### Problem set:
**A.** In the conversation transcript, who told African countries by the beginning of the 1960s that there is such a thing as new colonialism?
**B.** Copy word for word the part of the conversation transcript that opens with the words containing "No. I mean, I" and closes with "he mentioned Glencoe.".

These are things that were unthinkable thirty years ago. So the the South Africa or or the ANC rather, fell into the trap of neoliberalism to a certain extent because there was no other game in town. But today there is. Now there are choices. Now there are other ways to go.
There's other ways to develop your country. And in fact, I think I I I let I let us move on to something else. But I think that the the real reason why, America, infiltrated the government of South Africa and supported the the, the DA and did what they did and why they're, doing what they're doing all around the world is precisely because they want to undermine the BRICS project. Oh, that's good. And I don't think I don't think that there's any way that you can look at the domestic situation in South Africa without putting it within the context of the entire BRICS project and America's animosity to that.
Absolutely. Absolutely. I I agree with you except when I talk with young people, and I'm taking that forward in all the ways that I can, that we are saying that by the beginning of the nineteen sixties, thinking of somebody like Kwame Nkrumah. Kwame Nkrumah already then said to African countries, look. This independence that we are chasing and that some of us are having right now, look very closely because there is such a thing as new colonialism.
When this phase is over, this is what they will try. And he wrote eminently sensible things about that. So young people who go back to Nkrumah now and who quote him now in their debates about coloniality, decoloniality, anticolonialism as we are now seeing and what is happening in West Africa right now, they are saying to me, how come that generation did not listen more closely to somebody like Nkrumah because we were forewarned about these things. Now you are right. What Nkrumah saw and I don't think that Nkrumah even foresaw what you were talking about right now.
These tectonic shifts in geopolitics and geoeconomic realities and bricks and and the multipolar world that may be coming into being, he did not foresee that, but he did foresee the way in which western imperialism would adapt itself to the new situation and try and hold on to its colonialist policies and and and and and and the benefits that that brought. And he tried to warn Africans, and what the young people are saying is we should have listened more closely. But that's is a a different conversation that you and I can have at some other time. But I was just thinking about that as you were as you were explaining how the world has been changing.
I think we we were I'm not too sure. I'm not convinced that, we're going to see this government lost.
No. I mean, I no. I agree with you. I agree with you. It's not as if the DA was not very clear from the very beginning what it stood for.
Everybody knew that. And and and what we were talking about earlier, brother Bolson, is that the ANC made a deliberate choice. They could have gone the other way.
You know, South Africa basking in the glory, taking the case to the ICJ, but we're still not doing enough. And recently, we've actually heard rumblings coming out of Israel, going to The United States Of America, putting South Africa under pressure regarding the ICJ case and withdrawal as well. You've got that pressure coming from that side as well. And, on the other side, it does appear. And from what doctor Alan Busak is saying, he mentioned Glencoe.
He spoke about coal exports. It's business as usual.
Yes. Well, I would I I I agree completely. And I would say that that, this is why it's important to understand the nature of your government, the nature of the GNU as a as a a government of neoliberal unity and the DA as a, as an agent of The United States and understand what actually took place so that you have a realistic expectations about your government. And which means that leadership has to come from the people. You can't expect leadership to come from this government.

### Provided data:
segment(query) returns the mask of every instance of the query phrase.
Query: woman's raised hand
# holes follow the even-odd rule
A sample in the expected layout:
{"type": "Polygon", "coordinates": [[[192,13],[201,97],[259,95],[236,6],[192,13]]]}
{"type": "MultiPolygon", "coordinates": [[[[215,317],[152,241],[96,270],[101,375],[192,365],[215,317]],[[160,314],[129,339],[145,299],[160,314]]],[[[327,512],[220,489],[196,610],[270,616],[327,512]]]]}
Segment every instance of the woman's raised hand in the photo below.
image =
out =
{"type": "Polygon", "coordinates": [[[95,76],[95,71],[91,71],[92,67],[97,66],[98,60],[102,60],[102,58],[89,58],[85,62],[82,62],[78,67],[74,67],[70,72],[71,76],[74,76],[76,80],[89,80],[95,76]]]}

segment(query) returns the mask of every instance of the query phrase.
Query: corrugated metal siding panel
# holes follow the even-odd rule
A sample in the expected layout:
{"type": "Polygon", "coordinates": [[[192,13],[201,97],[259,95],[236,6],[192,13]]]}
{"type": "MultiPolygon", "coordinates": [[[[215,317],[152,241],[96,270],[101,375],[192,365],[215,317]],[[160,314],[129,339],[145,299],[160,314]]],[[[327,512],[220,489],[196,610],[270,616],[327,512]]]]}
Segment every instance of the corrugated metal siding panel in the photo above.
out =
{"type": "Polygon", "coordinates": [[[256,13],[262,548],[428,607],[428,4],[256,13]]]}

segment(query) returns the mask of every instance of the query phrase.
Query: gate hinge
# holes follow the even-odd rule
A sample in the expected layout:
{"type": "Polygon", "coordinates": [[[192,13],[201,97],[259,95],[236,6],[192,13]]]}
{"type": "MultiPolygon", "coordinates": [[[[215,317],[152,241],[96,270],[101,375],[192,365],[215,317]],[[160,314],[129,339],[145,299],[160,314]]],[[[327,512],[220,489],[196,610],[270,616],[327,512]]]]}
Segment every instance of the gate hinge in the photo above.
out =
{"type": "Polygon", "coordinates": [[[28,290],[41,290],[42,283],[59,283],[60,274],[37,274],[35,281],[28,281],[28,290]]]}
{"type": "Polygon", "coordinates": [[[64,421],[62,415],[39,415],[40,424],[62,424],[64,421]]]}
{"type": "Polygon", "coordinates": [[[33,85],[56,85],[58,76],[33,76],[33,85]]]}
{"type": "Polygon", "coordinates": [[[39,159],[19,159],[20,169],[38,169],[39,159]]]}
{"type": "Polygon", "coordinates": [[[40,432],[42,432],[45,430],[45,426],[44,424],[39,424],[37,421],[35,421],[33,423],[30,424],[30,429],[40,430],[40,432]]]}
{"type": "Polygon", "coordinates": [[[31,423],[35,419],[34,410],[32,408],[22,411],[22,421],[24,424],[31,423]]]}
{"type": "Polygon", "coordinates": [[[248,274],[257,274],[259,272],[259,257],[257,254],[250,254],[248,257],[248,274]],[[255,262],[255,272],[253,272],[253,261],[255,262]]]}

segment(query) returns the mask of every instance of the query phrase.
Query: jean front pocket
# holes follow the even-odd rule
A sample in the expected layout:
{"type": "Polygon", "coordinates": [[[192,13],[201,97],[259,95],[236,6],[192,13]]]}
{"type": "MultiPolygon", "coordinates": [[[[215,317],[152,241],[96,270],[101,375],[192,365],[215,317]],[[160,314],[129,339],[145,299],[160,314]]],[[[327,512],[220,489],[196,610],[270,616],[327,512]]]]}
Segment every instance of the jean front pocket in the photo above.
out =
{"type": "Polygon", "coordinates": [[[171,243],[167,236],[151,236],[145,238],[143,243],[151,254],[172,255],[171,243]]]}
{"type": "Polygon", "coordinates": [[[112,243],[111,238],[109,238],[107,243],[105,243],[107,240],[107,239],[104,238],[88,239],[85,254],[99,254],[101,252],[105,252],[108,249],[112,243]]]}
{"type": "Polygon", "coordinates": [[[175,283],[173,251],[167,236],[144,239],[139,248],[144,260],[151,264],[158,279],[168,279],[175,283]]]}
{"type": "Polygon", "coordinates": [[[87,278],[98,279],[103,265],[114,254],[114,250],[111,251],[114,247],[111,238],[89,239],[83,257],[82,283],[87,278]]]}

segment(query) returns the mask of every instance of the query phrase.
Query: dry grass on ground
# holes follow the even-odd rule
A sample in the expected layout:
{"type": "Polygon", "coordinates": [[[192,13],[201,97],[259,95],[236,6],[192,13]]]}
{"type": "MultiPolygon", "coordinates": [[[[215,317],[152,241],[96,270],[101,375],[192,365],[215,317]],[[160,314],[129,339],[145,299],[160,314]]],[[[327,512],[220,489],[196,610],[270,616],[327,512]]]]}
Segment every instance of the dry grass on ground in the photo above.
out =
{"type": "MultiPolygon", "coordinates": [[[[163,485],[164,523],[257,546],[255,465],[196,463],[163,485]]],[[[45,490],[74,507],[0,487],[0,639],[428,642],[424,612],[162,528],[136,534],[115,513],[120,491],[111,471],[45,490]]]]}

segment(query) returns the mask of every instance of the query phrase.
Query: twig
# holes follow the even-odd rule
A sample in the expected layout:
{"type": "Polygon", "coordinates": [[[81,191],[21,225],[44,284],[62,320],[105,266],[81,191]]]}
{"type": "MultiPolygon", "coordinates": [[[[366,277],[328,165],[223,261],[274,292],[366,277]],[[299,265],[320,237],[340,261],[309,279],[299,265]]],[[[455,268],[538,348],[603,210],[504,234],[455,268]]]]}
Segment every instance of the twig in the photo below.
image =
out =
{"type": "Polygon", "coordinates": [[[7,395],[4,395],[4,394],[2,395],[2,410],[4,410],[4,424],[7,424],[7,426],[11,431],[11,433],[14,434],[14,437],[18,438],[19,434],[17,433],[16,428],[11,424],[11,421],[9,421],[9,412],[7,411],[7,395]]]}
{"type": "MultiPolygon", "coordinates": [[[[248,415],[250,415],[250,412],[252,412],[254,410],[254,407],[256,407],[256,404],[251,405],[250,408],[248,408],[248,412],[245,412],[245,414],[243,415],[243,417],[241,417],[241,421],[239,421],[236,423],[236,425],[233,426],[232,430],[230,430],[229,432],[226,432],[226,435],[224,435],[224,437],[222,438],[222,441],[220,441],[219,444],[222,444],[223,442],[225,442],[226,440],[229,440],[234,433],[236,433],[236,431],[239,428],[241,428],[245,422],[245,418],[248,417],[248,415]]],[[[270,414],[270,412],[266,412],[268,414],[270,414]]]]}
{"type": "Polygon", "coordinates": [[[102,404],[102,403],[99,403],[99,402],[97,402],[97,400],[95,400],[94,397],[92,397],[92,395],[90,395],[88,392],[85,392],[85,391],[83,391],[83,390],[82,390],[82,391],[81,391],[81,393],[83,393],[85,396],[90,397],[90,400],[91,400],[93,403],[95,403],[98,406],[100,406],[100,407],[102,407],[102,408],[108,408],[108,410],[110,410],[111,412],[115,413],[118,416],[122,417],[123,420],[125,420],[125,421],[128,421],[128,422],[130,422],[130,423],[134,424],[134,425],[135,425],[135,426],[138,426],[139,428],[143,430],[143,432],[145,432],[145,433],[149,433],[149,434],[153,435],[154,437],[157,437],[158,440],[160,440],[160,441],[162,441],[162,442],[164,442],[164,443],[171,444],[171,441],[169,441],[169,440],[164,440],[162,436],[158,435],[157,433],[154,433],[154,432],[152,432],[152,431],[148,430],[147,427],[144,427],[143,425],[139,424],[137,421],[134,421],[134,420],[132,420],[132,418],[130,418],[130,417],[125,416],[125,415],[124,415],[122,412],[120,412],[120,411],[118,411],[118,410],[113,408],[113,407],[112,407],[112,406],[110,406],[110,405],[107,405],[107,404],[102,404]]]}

### Solutions to each task:
**A.** Kwame Nkrumah.

**B.**
No. I mean, I no. I agree with you. I agree with you. It's not as if the DA was not very clear from the very beginning what it stood for.
Everybody knew that. And and and what we were talking about earlier, brother Bolson, is that the ANC made a deliberate choice. They could have gone the other way.
You know, South Africa basking in the glory, taking the case to the ICJ, but we're still not doing enough. And recently, we've actually heard rumblings coming out of Israel, going to The United States Of America, putting South Africa under pressure regarding the ICJ case and withdrawal as well. You've got that pressure coming from that side as well. And, on the other side, it does appear. And from what doctor Alan Busak is saying, he mentioned Glencoe.